(Records from a dataset)

┄┄┄┄┄┄┄┄┄┄┄┄┄┄┄┄┄┄┄┄

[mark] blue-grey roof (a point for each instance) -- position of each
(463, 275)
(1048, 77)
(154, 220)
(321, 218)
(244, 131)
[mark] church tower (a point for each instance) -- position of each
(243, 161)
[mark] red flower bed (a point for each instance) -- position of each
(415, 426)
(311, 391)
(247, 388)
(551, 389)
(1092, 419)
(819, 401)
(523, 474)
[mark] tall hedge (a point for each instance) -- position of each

┄┄┄┄┄┄┄┄┄┄┄┄┄┄┄┄┄┄┄┄

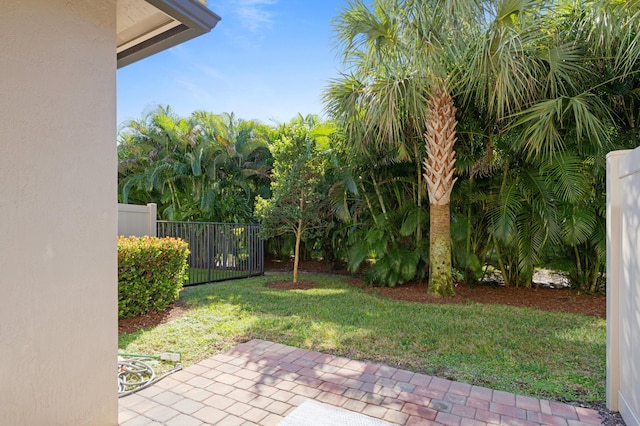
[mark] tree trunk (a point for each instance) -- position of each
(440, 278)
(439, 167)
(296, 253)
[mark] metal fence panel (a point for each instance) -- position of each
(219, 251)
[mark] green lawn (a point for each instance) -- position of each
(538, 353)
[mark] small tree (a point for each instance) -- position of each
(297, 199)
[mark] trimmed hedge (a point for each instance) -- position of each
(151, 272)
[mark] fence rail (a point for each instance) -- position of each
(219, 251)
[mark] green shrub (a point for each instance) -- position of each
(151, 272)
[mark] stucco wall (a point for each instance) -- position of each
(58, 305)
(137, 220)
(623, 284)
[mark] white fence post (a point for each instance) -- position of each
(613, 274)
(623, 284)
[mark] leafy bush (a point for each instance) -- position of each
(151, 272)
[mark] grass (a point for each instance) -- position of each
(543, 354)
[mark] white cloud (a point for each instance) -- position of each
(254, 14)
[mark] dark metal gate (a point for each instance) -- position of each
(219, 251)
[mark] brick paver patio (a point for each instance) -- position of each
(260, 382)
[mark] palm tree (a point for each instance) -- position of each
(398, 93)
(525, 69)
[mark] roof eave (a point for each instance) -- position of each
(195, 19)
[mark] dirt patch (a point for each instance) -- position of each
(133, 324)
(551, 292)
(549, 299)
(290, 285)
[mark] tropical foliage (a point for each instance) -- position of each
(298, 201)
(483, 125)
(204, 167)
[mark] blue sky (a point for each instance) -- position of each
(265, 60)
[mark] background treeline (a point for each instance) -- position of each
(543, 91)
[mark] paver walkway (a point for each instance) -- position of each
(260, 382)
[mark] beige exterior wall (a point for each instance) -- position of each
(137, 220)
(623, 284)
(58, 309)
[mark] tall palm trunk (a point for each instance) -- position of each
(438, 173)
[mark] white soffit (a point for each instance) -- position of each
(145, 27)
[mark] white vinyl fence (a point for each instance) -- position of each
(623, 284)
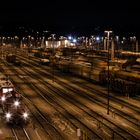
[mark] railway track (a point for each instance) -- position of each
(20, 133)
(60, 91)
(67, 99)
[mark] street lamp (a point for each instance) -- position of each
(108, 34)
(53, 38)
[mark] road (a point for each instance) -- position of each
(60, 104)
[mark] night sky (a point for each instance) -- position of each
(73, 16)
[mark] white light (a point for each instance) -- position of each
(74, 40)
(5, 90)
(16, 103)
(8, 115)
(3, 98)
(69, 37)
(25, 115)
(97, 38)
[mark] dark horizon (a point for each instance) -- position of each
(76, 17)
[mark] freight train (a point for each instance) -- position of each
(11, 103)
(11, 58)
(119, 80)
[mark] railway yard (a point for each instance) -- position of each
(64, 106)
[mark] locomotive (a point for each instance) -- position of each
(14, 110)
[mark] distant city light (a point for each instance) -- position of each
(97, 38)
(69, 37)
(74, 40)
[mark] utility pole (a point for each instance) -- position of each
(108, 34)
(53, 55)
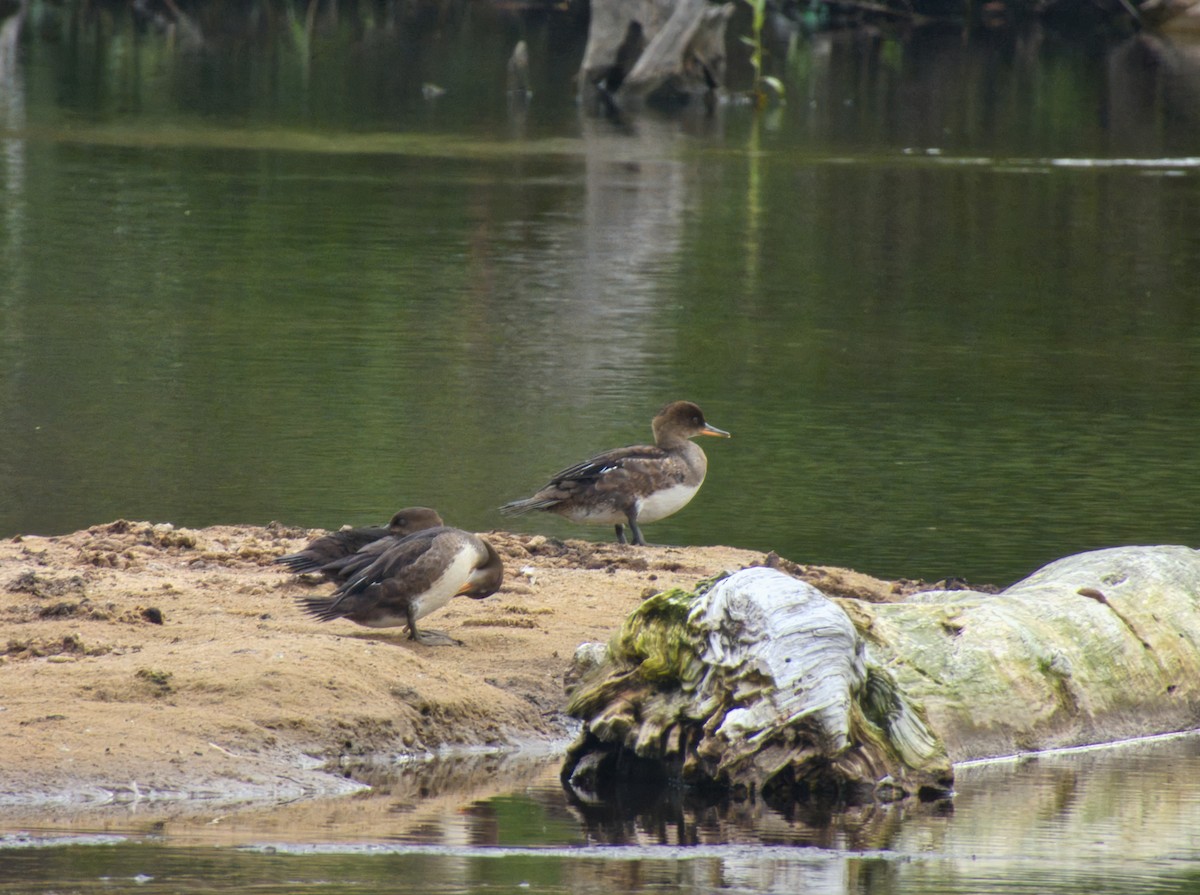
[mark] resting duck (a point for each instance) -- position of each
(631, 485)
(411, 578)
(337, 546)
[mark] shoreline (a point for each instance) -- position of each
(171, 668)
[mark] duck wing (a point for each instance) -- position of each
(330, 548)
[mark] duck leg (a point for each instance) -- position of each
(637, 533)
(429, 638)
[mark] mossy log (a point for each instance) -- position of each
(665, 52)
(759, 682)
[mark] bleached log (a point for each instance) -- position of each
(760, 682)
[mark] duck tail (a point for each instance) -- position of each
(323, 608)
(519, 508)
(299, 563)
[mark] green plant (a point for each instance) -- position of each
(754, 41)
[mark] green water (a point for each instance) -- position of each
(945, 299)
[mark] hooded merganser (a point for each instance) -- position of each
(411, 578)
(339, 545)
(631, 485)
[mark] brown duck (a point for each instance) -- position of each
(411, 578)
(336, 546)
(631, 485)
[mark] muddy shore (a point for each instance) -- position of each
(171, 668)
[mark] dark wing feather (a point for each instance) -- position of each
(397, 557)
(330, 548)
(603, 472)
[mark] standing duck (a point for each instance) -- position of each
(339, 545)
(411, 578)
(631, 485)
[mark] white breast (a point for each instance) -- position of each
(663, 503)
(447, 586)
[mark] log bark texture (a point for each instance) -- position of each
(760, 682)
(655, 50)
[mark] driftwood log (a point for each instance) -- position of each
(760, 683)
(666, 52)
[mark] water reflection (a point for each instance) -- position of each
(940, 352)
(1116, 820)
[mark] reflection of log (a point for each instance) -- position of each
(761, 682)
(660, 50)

┄┄┄┄┄┄┄┄┄┄┄┄┄┄┄┄┄┄┄┄

--- STATED GOAL ---
Pull out every line in the records above that contains the word "water", and copy each one in the order it appears.

--- WRITTEN SOLUTION ---
[mark] green water (a point for each instance) -- position of each
[mark] water reflection (a point for each instance) -- position of each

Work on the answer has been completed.